## Exercise description
Translate this sentence from the abstract on keratoconjunctivitis in Aosta Valley chamois into French: "The analysis was based on TERRA MODIS image time series ranging from 2000 to 2019."

Orusa, T; Orusa, R; Viani, A; Carella, E; Mondino, EB (2020). Geomatics and EO Data to Support Wildlife Diseases Assessment at Landscape Level: A Pilot Experience to Map Infectious Keratoconjunctivitis in Chamois and Phenological Trends in Aosta Valley (NW Italy). REMOTE SENSING, 12(21), 3542.

Geomatics and satellite remote sensing offer useful analysis tools for several technical-scientific fields. This work, with reference to a regional case of study, investigates remote sensing potentialities for describing relationships between environment and diseases affecting wildlife at landscape level in the light of climate change effects onto vegetation. Specifically, the infectious keratoconjunctivitis (IKC) of chamois (Rupicapra rupicapra L.) in Aosta Valley (NW Italy) was investigated at the regional level. IKC (Mycoplasma conjunctivae) is a contagious disease for domestic and wild ruminants (Caprinae and Ovinae). Two types of analysis were performed: one aimed at exploring by remotely sensed data phenological metrics (PMs) and evapotranspiration (ET) trends of vegetation in the area; one investigating the correlation between PMs and ET, versus IKC prevalence. The analysis was based on TERRA MODIS image time series ranging from 2000 to 2019. Ground data about IKC were available for a shorter time range: 2009-2019. Consequently, PMs and ET trend investigations were focused on the whole times range (2000-2019); conversely, correlation analysis was achieved with reference to the reduced 2009-2019 period. The whole study was based on freely available data from public archives. MODIS products, namely MOD13Q1 v.6 and MOD16A2, were used to derive PM and ET trends, respectively. Shuttle Radar Topography Mission (SRTM) Digital Terrain Model (DTM) was used to describe local topography; CORINE Land Cover map was adopted to describe land use classes. PMs and ET (as derivable from EO data) proved to significantly changed their values in the last 20 years, with a continuous progressive trend. As far as correlation analysis was concerned, ET and some PMs (specifically, End of Season (EOS) and Length of Season (LOS) proved significantly condition IKC prevalence. According to results, the proposed methodology can be retained as an effective tool for supporting public health and eco-pathological sectors. Specifically, it can be intended for a continuous monitoring of effects that climatic dynamics determine onto wild animals in the Alpine area, included diseases and zoonosis, moving future environmental management and planning towards the One Health perspective.

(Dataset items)
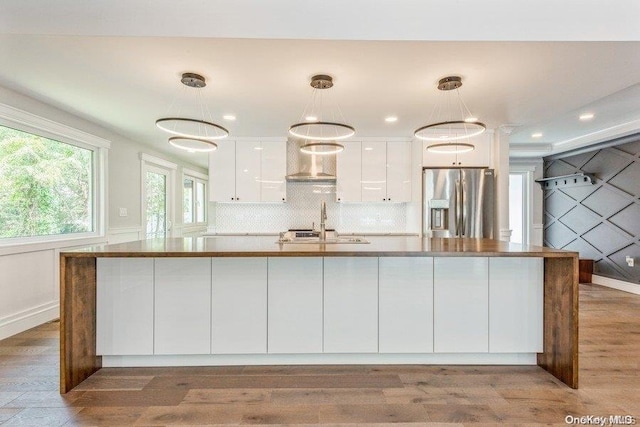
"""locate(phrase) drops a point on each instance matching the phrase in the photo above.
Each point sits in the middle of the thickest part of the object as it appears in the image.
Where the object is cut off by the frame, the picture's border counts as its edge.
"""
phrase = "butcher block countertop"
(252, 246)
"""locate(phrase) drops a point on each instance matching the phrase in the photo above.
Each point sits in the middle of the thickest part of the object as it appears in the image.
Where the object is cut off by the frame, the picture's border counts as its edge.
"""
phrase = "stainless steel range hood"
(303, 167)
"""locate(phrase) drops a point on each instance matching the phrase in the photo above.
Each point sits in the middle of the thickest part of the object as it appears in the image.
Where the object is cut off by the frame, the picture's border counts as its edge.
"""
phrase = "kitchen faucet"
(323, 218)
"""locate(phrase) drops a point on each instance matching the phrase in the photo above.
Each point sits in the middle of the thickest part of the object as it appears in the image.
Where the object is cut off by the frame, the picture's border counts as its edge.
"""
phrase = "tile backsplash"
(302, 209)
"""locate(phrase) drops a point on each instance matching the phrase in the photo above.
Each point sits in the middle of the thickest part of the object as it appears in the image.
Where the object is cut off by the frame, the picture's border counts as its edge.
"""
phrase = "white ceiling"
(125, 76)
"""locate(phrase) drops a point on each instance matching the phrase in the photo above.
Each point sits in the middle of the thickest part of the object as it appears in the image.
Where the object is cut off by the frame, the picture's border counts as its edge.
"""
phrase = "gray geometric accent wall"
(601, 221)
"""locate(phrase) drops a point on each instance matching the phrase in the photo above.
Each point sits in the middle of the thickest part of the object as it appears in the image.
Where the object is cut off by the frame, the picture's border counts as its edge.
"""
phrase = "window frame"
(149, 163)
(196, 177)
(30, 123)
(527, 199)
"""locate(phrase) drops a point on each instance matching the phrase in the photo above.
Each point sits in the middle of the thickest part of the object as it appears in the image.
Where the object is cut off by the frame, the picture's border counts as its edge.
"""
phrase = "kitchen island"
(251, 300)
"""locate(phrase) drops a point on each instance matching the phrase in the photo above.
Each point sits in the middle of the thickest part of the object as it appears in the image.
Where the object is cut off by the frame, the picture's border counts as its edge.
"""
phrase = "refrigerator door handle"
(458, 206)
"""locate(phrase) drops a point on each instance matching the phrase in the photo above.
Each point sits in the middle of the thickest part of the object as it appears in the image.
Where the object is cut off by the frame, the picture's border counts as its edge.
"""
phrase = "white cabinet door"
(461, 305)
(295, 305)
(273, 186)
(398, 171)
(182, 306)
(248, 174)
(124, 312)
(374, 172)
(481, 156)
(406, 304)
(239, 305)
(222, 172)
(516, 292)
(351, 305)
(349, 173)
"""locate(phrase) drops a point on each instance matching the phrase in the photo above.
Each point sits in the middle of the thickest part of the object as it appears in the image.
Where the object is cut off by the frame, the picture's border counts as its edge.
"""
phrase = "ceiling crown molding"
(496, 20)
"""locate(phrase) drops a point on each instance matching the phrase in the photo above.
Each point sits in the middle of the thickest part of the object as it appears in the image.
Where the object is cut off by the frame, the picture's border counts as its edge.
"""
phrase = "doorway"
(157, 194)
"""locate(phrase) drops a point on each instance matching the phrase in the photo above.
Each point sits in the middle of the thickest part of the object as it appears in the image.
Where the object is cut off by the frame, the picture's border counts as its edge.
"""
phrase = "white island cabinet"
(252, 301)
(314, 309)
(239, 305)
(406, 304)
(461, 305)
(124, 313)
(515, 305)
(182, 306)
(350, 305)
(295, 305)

## Expected output
L'analyse s'est appuyée sur des séries temporelles d'images TERRA MODIS allant de 2000 à 2019.